What you need to do -
How many lines of the entries below contain the string "sunlit", with case counting? Reply with the number alone.

[start Extracted records]

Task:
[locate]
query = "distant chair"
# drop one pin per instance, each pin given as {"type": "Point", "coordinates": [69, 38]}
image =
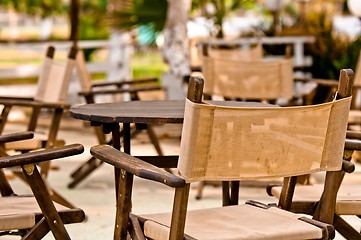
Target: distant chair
{"type": "Point", "coordinates": [91, 90]}
{"type": "Point", "coordinates": [49, 102]}
{"type": "Point", "coordinates": [229, 144]}
{"type": "Point", "coordinates": [32, 217]}
{"type": "Point", "coordinates": [51, 96]}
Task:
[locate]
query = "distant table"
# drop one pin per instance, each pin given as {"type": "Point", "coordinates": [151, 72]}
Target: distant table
{"type": "Point", "coordinates": [110, 115]}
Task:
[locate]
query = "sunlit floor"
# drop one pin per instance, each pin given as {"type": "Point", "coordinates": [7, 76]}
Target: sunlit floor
{"type": "Point", "coordinates": [96, 196]}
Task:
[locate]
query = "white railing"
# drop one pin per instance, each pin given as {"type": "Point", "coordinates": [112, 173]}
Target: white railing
{"type": "Point", "coordinates": [116, 61]}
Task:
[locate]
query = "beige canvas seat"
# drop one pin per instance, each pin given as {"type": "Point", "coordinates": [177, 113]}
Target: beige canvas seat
{"type": "Point", "coordinates": [230, 144]}
{"type": "Point", "coordinates": [306, 197]}
{"type": "Point", "coordinates": [46, 109]}
{"type": "Point", "coordinates": [51, 96]}
{"type": "Point", "coordinates": [32, 217]}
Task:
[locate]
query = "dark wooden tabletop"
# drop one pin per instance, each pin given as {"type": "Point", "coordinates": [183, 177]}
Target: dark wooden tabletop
{"type": "Point", "coordinates": [147, 112]}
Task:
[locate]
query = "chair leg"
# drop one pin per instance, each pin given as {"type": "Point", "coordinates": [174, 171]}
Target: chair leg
{"type": "Point", "coordinates": [135, 230]}
{"type": "Point", "coordinates": [345, 229]}
{"type": "Point", "coordinates": [46, 205]}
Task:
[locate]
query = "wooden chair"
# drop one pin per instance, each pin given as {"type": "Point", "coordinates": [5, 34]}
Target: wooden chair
{"type": "Point", "coordinates": [90, 90]}
{"type": "Point", "coordinates": [348, 203]}
{"type": "Point", "coordinates": [230, 143]}
{"type": "Point", "coordinates": [306, 198]}
{"type": "Point", "coordinates": [32, 217]}
{"type": "Point", "coordinates": [241, 78]}
{"type": "Point", "coordinates": [51, 96]}
{"type": "Point", "coordinates": [50, 101]}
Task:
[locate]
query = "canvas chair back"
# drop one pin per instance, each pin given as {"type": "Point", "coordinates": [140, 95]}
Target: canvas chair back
{"type": "Point", "coordinates": [54, 78]}
{"type": "Point", "coordinates": [232, 143]}
{"type": "Point", "coordinates": [358, 71]}
{"type": "Point", "coordinates": [248, 79]}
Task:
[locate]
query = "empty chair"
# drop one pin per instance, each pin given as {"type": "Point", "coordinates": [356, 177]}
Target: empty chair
{"type": "Point", "coordinates": [93, 89]}
{"type": "Point", "coordinates": [233, 143]}
{"type": "Point", "coordinates": [348, 203]}
{"type": "Point", "coordinates": [49, 103]}
{"type": "Point", "coordinates": [32, 217]}
{"type": "Point", "coordinates": [247, 79]}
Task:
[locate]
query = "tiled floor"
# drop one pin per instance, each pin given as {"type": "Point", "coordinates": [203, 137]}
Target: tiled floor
{"type": "Point", "coordinates": [95, 195]}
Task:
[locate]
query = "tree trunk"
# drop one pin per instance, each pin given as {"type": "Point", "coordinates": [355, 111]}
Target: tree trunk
{"type": "Point", "coordinates": [176, 47]}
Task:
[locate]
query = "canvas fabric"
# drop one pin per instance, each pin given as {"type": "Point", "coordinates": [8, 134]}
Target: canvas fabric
{"type": "Point", "coordinates": [84, 75]}
{"type": "Point", "coordinates": [235, 222]}
{"type": "Point", "coordinates": [248, 79]}
{"type": "Point", "coordinates": [54, 81]}
{"type": "Point", "coordinates": [234, 143]}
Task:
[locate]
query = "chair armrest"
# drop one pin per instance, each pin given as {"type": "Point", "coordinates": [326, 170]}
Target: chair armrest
{"type": "Point", "coordinates": [122, 90]}
{"type": "Point", "coordinates": [32, 103]}
{"type": "Point", "coordinates": [40, 156]}
{"type": "Point", "coordinates": [127, 82]}
{"type": "Point", "coordinates": [12, 137]}
{"type": "Point", "coordinates": [135, 166]}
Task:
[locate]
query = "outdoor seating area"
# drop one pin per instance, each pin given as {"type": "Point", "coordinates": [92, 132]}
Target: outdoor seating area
{"type": "Point", "coordinates": [162, 130]}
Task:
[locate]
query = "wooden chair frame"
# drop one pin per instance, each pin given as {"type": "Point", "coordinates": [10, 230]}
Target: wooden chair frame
{"type": "Point", "coordinates": [130, 166]}
{"type": "Point", "coordinates": [37, 106]}
{"type": "Point", "coordinates": [333, 180]}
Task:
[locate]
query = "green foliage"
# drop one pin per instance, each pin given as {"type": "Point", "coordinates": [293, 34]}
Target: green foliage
{"type": "Point", "coordinates": [43, 8]}
{"type": "Point", "coordinates": [148, 64]}
{"type": "Point", "coordinates": [148, 16]}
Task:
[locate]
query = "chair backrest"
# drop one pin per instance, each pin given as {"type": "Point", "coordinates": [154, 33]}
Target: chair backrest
{"type": "Point", "coordinates": [265, 80]}
{"type": "Point", "coordinates": [55, 77]}
{"type": "Point", "coordinates": [233, 143]}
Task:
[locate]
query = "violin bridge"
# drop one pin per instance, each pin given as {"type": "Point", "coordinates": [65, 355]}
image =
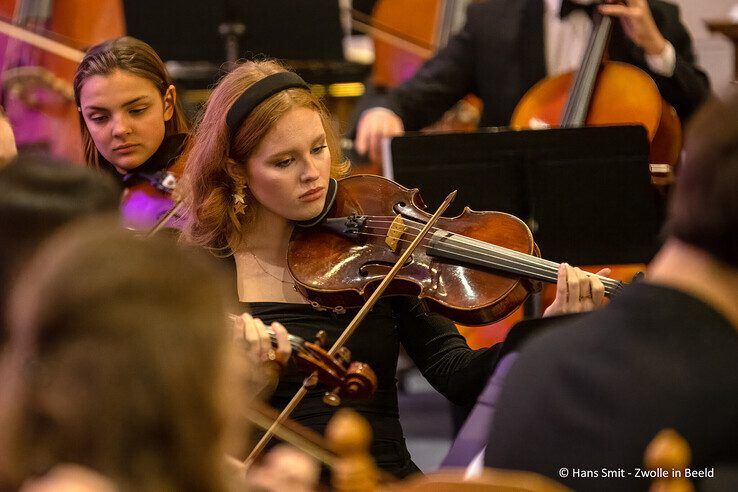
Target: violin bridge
{"type": "Point", "coordinates": [396, 230]}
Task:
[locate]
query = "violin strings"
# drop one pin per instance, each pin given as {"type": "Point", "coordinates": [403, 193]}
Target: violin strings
{"type": "Point", "coordinates": [492, 247]}
{"type": "Point", "coordinates": [524, 263]}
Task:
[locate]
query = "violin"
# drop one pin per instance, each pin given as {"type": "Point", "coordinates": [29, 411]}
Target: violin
{"type": "Point", "coordinates": [475, 268]}
{"type": "Point", "coordinates": [605, 93]}
{"type": "Point", "coordinates": [353, 379]}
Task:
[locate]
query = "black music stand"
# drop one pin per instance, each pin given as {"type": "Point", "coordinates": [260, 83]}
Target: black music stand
{"type": "Point", "coordinates": [585, 192]}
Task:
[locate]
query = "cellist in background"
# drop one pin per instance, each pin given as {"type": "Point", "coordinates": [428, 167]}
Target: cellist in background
{"type": "Point", "coordinates": [507, 46]}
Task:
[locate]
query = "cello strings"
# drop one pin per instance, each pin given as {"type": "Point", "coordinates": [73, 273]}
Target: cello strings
{"type": "Point", "coordinates": [543, 267]}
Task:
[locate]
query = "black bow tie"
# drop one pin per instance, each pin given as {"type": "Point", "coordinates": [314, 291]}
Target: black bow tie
{"type": "Point", "coordinates": [567, 7]}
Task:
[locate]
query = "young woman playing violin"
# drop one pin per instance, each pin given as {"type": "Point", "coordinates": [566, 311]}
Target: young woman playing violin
{"type": "Point", "coordinates": [260, 160]}
{"type": "Point", "coordinates": [132, 123]}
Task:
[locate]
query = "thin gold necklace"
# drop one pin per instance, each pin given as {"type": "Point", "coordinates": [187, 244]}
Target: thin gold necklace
{"type": "Point", "coordinates": [266, 271]}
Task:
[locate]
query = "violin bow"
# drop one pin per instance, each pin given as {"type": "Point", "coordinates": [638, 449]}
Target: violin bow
{"type": "Point", "coordinates": [341, 341]}
{"type": "Point", "coordinates": [302, 438]}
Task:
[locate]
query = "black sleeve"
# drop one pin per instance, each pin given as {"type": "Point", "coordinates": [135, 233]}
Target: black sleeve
{"type": "Point", "coordinates": [688, 87]}
{"type": "Point", "coordinates": [442, 354]}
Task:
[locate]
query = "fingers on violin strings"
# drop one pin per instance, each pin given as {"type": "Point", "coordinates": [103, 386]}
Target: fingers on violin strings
{"type": "Point", "coordinates": [573, 286]}
{"type": "Point", "coordinates": [562, 289]}
{"type": "Point", "coordinates": [598, 291]}
{"type": "Point", "coordinates": [585, 283]}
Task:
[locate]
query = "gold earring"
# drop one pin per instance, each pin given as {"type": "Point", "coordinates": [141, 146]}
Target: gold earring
{"type": "Point", "coordinates": [239, 205]}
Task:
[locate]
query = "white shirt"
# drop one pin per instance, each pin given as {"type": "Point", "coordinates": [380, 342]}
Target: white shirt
{"type": "Point", "coordinates": [566, 41]}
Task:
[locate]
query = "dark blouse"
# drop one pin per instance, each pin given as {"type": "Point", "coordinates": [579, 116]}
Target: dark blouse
{"type": "Point", "coordinates": [432, 341]}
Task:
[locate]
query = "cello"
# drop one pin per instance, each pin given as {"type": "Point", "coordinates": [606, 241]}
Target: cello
{"type": "Point", "coordinates": [37, 90]}
{"type": "Point", "coordinates": [405, 34]}
{"type": "Point", "coordinates": [604, 93]}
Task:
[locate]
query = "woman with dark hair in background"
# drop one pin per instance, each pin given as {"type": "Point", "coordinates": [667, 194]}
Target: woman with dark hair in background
{"type": "Point", "coordinates": [132, 123]}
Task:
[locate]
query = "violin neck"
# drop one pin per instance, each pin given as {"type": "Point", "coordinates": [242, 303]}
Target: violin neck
{"type": "Point", "coordinates": [466, 250]}
{"type": "Point", "coordinates": [580, 95]}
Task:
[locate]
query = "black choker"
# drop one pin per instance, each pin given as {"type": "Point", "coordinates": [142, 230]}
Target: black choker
{"type": "Point", "coordinates": [260, 91]}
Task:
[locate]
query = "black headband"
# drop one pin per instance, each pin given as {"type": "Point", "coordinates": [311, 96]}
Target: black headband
{"type": "Point", "coordinates": [260, 91]}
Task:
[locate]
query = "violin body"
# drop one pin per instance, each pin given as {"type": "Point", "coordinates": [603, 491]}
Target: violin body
{"type": "Point", "coordinates": [332, 269]}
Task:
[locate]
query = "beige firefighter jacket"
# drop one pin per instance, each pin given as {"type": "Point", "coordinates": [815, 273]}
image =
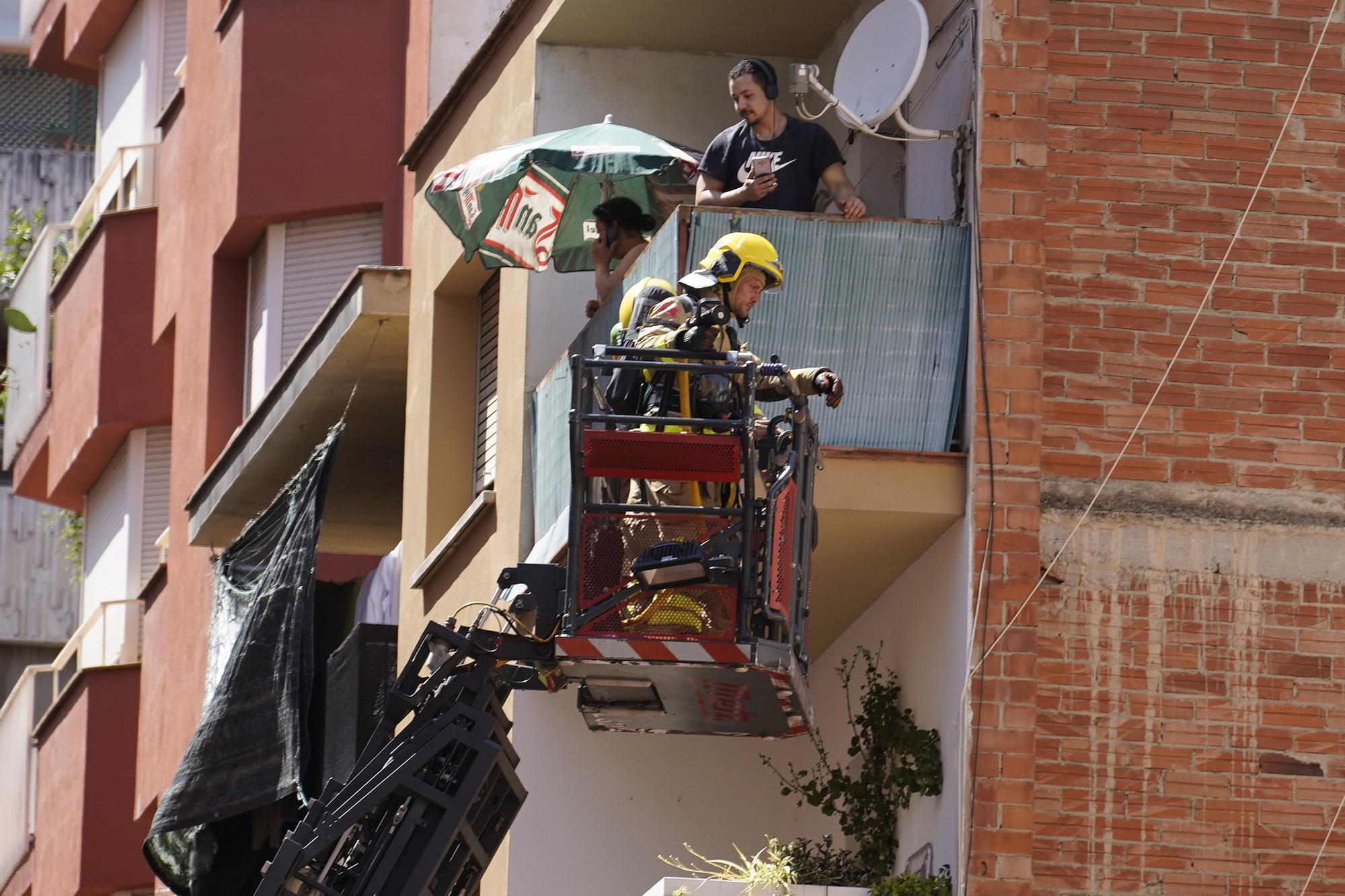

[end Extracted records]

The answer -
2